Task prompt:
Select every line in the records below that contains the string "shoreline", and copy each one.
········
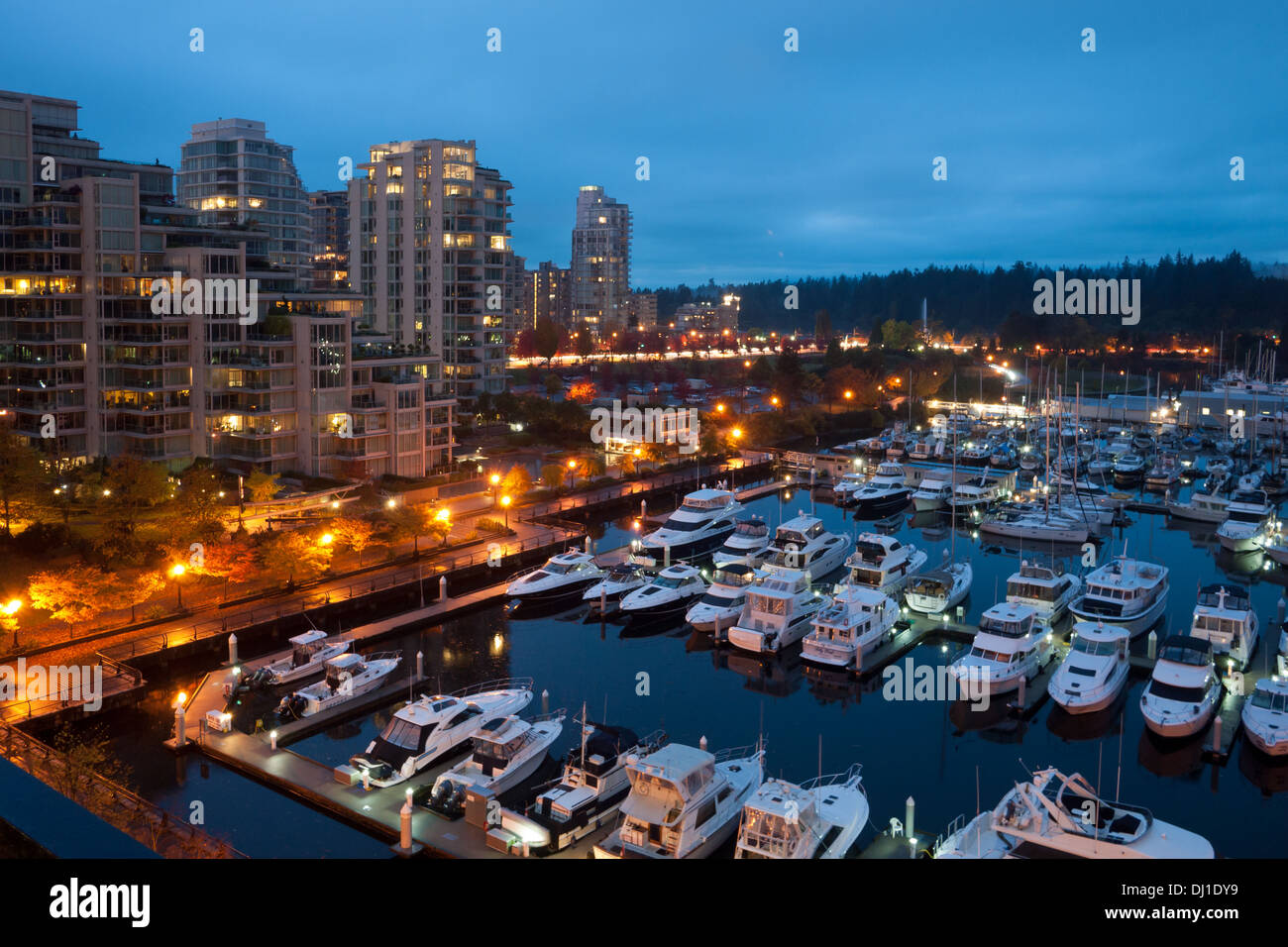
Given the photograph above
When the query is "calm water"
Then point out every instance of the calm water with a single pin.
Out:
(927, 750)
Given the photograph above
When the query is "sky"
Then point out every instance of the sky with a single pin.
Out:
(763, 162)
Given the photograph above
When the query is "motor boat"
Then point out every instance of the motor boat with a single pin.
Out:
(671, 590)
(1043, 589)
(1057, 815)
(724, 599)
(748, 541)
(1265, 716)
(883, 564)
(684, 801)
(591, 787)
(563, 575)
(1010, 646)
(1184, 690)
(506, 751)
(820, 818)
(1128, 592)
(1094, 672)
(885, 492)
(348, 676)
(1225, 617)
(853, 622)
(699, 526)
(433, 727)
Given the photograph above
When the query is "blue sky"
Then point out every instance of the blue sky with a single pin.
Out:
(763, 162)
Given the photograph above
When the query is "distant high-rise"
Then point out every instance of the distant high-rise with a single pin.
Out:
(600, 263)
(233, 174)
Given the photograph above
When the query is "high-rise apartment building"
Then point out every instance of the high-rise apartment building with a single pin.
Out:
(600, 263)
(430, 256)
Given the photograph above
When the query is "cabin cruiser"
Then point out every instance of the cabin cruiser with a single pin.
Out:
(1057, 815)
(748, 541)
(506, 751)
(684, 801)
(931, 493)
(592, 785)
(670, 590)
(309, 654)
(851, 624)
(883, 564)
(702, 523)
(1012, 644)
(1249, 522)
(1043, 589)
(563, 575)
(1094, 672)
(348, 676)
(1225, 617)
(1265, 716)
(820, 818)
(940, 589)
(1125, 591)
(724, 599)
(432, 727)
(1184, 690)
(885, 492)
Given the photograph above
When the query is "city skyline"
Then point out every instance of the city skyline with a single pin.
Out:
(1055, 155)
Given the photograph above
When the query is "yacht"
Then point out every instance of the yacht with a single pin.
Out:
(885, 492)
(433, 727)
(750, 540)
(1125, 591)
(1265, 716)
(348, 676)
(1225, 617)
(883, 564)
(1012, 644)
(1184, 689)
(1094, 672)
(1057, 815)
(684, 801)
(670, 590)
(851, 624)
(591, 787)
(820, 818)
(506, 751)
(724, 599)
(703, 522)
(563, 575)
(1043, 589)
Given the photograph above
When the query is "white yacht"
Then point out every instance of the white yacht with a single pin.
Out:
(1125, 591)
(669, 591)
(703, 522)
(883, 564)
(750, 540)
(1048, 591)
(1057, 815)
(592, 785)
(684, 801)
(724, 599)
(820, 818)
(1094, 672)
(851, 624)
(1225, 617)
(885, 492)
(506, 751)
(348, 676)
(566, 574)
(432, 727)
(1012, 644)
(1184, 689)
(1265, 716)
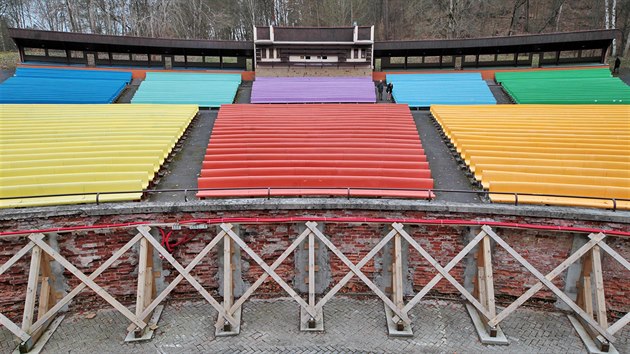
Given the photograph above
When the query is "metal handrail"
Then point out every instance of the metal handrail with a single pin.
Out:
(348, 189)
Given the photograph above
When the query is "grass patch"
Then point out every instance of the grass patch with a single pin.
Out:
(9, 60)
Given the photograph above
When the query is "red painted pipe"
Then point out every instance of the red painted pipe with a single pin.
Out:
(458, 222)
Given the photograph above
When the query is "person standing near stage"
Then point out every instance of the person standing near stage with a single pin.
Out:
(380, 90)
(390, 91)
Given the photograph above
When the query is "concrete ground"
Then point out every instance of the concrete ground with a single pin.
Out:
(351, 326)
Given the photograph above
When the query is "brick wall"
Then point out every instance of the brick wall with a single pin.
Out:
(87, 250)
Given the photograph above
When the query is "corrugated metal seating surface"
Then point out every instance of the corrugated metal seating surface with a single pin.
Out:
(545, 149)
(313, 90)
(589, 86)
(315, 150)
(204, 90)
(74, 149)
(31, 85)
(424, 90)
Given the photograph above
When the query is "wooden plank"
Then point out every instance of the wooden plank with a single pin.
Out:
(88, 281)
(611, 252)
(311, 270)
(359, 274)
(275, 265)
(599, 287)
(142, 276)
(17, 256)
(271, 272)
(158, 299)
(31, 289)
(360, 265)
(442, 271)
(448, 268)
(15, 329)
(44, 298)
(195, 284)
(548, 283)
(228, 297)
(398, 288)
(488, 276)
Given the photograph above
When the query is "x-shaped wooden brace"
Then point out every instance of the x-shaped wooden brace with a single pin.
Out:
(184, 273)
(86, 281)
(546, 281)
(10, 325)
(269, 270)
(356, 270)
(443, 271)
(273, 267)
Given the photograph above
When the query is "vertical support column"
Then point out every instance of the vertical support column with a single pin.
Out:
(40, 263)
(309, 323)
(484, 292)
(145, 293)
(223, 328)
(399, 328)
(591, 272)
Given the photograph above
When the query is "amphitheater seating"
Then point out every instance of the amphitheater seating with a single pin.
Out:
(568, 150)
(75, 149)
(328, 149)
(589, 86)
(423, 90)
(204, 90)
(313, 90)
(44, 85)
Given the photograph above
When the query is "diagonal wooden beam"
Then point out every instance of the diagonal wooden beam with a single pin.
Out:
(15, 329)
(443, 272)
(271, 272)
(539, 285)
(401, 314)
(66, 299)
(360, 265)
(264, 276)
(548, 284)
(89, 282)
(195, 284)
(158, 299)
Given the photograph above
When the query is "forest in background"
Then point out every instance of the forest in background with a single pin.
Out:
(393, 19)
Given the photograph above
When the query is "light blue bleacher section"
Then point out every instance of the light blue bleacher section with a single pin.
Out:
(205, 90)
(423, 90)
(35, 85)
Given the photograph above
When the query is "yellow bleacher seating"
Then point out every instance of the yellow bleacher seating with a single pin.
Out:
(84, 149)
(568, 150)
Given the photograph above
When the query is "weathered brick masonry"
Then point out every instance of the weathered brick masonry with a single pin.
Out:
(87, 250)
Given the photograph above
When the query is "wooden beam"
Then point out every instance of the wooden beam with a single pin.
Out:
(61, 303)
(360, 265)
(443, 271)
(488, 276)
(272, 273)
(311, 270)
(275, 265)
(195, 284)
(31, 289)
(158, 299)
(359, 273)
(599, 287)
(89, 282)
(545, 281)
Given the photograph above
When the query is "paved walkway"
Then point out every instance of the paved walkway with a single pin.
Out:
(351, 326)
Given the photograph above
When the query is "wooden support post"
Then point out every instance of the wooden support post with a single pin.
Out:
(223, 327)
(395, 326)
(310, 323)
(145, 293)
(484, 291)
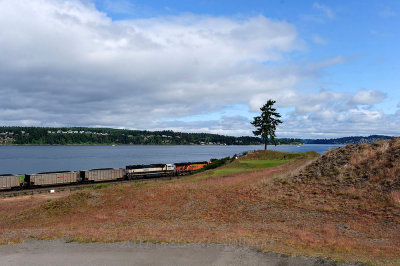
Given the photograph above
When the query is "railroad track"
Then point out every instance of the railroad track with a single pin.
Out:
(74, 187)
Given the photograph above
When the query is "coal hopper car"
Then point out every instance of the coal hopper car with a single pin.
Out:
(10, 181)
(52, 178)
(150, 170)
(188, 167)
(103, 174)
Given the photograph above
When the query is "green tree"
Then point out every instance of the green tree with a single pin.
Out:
(266, 123)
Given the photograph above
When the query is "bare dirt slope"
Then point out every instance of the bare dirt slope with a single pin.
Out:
(343, 205)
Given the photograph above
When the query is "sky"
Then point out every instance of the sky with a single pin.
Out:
(202, 66)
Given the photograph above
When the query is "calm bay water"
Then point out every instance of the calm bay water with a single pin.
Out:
(34, 159)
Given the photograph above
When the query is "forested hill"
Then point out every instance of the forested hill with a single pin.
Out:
(348, 140)
(84, 135)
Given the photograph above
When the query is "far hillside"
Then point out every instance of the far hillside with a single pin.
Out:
(343, 205)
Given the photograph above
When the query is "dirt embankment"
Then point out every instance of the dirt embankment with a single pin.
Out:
(343, 205)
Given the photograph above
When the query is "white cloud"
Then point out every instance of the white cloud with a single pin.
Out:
(325, 9)
(367, 97)
(67, 64)
(318, 39)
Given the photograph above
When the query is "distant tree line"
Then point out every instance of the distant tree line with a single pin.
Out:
(107, 136)
(348, 140)
(89, 136)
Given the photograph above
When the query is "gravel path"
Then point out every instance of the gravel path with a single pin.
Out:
(58, 252)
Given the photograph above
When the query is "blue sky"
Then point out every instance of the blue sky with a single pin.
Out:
(202, 66)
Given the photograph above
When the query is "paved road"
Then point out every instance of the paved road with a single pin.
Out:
(58, 252)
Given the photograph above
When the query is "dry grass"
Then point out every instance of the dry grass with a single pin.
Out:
(280, 209)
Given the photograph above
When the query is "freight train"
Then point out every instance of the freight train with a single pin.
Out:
(130, 172)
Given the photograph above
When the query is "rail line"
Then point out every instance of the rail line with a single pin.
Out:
(74, 187)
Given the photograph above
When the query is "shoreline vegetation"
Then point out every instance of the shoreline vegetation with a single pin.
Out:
(109, 136)
(343, 205)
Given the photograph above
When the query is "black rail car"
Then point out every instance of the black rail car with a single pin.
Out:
(151, 170)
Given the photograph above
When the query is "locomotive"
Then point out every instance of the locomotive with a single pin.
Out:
(130, 172)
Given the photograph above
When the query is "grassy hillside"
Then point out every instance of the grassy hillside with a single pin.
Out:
(344, 204)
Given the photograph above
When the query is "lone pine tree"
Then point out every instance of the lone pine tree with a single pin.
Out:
(267, 122)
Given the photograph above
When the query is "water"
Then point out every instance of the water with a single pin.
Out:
(34, 159)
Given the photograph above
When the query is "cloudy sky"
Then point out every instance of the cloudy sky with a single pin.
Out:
(202, 66)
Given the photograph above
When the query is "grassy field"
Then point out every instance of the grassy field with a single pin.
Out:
········
Solved problem:
When the query is "shoreline vegetation"
Then point out every instance of the shoreline vegetation with a single pin.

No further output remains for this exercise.